**Raw data**
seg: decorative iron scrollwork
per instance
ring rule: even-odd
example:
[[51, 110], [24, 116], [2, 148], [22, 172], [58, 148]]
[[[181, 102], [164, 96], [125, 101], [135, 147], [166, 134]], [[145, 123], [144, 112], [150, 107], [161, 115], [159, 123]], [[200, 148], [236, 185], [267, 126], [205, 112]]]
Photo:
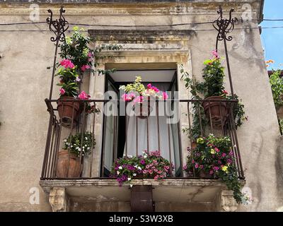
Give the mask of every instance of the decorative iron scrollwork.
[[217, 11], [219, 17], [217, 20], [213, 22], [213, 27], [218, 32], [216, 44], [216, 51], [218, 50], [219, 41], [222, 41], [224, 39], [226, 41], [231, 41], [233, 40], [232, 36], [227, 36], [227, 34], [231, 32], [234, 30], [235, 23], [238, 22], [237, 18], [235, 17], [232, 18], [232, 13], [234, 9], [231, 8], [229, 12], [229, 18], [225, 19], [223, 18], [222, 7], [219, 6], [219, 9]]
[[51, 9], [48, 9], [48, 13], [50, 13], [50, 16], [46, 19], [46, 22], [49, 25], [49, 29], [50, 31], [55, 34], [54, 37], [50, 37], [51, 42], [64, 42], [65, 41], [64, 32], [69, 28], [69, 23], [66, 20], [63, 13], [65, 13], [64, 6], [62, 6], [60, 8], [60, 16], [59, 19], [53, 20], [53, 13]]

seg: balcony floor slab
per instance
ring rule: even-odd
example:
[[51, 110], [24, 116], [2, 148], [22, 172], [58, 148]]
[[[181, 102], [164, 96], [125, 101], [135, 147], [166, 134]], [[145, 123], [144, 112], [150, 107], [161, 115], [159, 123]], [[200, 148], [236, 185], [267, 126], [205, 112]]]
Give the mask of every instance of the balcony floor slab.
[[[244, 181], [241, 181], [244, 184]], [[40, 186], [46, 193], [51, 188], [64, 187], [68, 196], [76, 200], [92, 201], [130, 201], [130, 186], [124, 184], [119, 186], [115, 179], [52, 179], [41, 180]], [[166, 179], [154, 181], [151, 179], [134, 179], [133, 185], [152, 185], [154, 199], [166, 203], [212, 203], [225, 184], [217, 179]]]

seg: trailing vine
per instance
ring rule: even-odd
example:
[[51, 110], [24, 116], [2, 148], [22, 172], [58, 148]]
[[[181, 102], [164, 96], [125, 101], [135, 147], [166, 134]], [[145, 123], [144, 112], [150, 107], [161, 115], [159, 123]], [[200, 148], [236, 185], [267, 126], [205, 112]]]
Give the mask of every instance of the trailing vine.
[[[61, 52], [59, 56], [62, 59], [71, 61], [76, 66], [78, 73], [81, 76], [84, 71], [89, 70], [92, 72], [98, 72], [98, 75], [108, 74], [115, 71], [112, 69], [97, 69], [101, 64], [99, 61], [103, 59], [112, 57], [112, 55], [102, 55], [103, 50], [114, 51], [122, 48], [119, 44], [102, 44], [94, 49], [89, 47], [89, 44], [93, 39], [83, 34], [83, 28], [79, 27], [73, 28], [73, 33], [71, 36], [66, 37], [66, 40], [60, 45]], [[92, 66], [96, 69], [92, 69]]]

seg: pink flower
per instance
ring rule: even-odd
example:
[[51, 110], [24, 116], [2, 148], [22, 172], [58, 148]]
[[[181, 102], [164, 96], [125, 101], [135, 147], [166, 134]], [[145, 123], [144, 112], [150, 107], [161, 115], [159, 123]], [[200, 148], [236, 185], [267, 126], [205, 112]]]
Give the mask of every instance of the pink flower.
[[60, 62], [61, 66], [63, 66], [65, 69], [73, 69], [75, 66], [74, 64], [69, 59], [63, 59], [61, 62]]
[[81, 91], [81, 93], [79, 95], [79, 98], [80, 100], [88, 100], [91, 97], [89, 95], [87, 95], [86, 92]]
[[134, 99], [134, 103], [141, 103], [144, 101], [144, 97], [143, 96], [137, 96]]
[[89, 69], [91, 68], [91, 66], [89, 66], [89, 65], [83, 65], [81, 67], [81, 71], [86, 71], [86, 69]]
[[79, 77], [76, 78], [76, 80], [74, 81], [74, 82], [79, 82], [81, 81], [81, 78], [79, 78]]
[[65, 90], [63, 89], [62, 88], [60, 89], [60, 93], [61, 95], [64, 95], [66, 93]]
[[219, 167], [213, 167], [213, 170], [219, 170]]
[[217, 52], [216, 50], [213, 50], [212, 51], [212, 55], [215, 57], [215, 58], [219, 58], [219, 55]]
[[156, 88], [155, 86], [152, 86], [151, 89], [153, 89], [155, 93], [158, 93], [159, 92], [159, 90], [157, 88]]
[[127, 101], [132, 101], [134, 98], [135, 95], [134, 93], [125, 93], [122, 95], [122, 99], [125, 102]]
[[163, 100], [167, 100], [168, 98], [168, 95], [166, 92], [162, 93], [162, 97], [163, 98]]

**Stated goal**
Rewrite every line of the entries from the line with "seg: pink flower" through the last line of the entries, requests included. Multiply each polygon vertex coordinate in the answers by 2.1 and round to the nearest whole number, halves up, while leaving the requests and their sample outlines unchanged.

**Result**
seg: pink flower
per instance
ring rule: even-odd
example:
[[51, 110], [24, 116], [2, 148], [22, 172], [58, 148]]
[[[181, 102], [164, 96], [125, 101], [135, 147], [166, 134]], [[145, 123], [144, 112], [150, 107], [161, 115], [159, 123]], [[200, 148], [236, 185], [267, 126], [205, 112]]]
Give the mask of every instance of the pink flower.
[[126, 130], [128, 139], [132, 139], [137, 145], [153, 145], [158, 139], [155, 134], [145, 124], [132, 124], [128, 130]]
[[170, 191], [170, 195], [166, 200], [166, 206], [168, 210], [185, 210], [191, 204], [187, 200], [183, 200], [181, 193]]
[[281, 208], [281, 216], [296, 216], [302, 212], [302, 204], [300, 202], [288, 202]]
[[187, 145], [191, 143], [191, 139], [187, 139], [187, 137], [174, 137], [170, 141], [170, 149], [181, 149], [181, 145]]
[[166, 162], [160, 164], [160, 168], [155, 170], [155, 172], [166, 172], [170, 170], [170, 164], [166, 164]]
[[137, 189], [132, 187], [130, 185], [126, 187], [126, 195], [128, 200], [134, 200], [139, 195]]
[[460, 351], [447, 351], [447, 357], [460, 357]]
[[456, 109], [454, 105], [447, 105], [445, 107], [445, 116], [452, 120], [452, 122], [460, 122], [460, 116]]
[[328, 185], [326, 181], [319, 181], [317, 187], [321, 187], [326, 195], [332, 195], [334, 193], [334, 189], [330, 185]]
[[267, 212], [277, 212], [281, 206], [284, 200], [281, 195], [263, 195], [256, 200], [256, 208], [263, 214]]
[[342, 210], [351, 210], [353, 206], [353, 200], [349, 193], [340, 195], [340, 204], [342, 206]]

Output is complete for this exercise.